What is the number of lines in this data that contain the word "wall"? Give the number alone.
____ Listed records
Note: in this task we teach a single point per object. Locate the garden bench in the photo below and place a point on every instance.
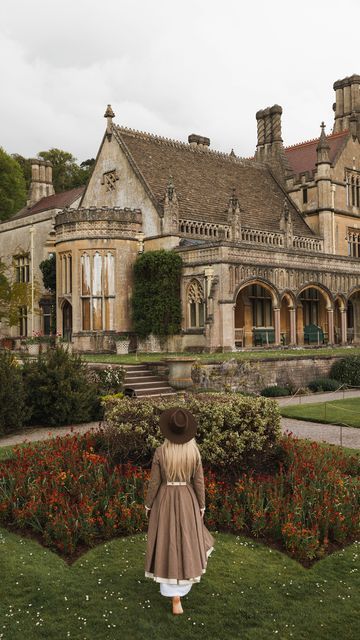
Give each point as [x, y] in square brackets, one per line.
[263, 335]
[313, 334]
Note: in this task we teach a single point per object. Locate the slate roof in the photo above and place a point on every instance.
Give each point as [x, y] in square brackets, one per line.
[56, 201]
[302, 157]
[204, 180]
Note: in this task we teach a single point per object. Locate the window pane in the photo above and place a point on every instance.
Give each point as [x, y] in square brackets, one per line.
[97, 271]
[85, 274]
[192, 314]
[97, 314]
[109, 275]
[70, 274]
[201, 314]
[86, 314]
[109, 314]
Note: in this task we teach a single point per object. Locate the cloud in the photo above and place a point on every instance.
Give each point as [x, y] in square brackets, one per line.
[173, 68]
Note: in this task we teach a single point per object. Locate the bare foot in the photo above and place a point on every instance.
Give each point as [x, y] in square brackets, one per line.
[177, 608]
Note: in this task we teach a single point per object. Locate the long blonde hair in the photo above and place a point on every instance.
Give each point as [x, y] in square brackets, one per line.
[180, 460]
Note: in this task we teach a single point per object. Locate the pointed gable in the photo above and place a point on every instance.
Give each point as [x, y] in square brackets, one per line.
[204, 181]
[302, 157]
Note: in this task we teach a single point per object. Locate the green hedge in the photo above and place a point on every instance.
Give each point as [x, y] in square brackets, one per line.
[347, 370]
[58, 389]
[13, 407]
[234, 432]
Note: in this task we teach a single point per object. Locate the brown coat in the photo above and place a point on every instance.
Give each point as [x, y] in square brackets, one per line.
[178, 543]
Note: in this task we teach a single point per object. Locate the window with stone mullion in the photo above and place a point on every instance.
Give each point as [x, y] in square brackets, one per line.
[98, 291]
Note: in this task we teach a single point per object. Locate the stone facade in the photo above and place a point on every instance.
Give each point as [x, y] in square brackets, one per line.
[270, 245]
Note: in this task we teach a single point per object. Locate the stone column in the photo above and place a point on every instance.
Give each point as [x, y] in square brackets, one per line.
[277, 325]
[343, 320]
[330, 313]
[292, 312]
[226, 326]
[300, 324]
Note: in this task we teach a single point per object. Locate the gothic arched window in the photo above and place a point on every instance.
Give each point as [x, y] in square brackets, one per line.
[196, 304]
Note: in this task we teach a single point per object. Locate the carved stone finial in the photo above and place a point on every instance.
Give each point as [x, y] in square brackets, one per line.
[171, 208]
[323, 147]
[109, 114]
[286, 211]
[170, 189]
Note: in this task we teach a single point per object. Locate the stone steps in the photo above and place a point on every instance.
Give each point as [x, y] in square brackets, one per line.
[140, 382]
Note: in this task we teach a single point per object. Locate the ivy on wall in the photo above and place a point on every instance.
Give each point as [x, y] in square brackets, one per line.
[156, 296]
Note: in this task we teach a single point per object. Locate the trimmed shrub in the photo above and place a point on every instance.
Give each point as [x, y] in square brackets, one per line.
[275, 391]
[58, 389]
[108, 381]
[13, 409]
[234, 432]
[324, 384]
[347, 370]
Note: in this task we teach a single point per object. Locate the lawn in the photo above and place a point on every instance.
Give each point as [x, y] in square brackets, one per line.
[133, 358]
[249, 591]
[343, 412]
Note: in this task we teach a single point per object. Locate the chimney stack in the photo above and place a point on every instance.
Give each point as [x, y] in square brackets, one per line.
[41, 184]
[347, 102]
[268, 132]
[200, 142]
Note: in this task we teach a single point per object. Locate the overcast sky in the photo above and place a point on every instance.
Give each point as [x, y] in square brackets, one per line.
[170, 67]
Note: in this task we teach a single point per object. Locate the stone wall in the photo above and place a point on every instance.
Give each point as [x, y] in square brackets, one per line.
[254, 375]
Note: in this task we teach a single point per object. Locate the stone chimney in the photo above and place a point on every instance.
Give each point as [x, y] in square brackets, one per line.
________
- Result for this exercise -
2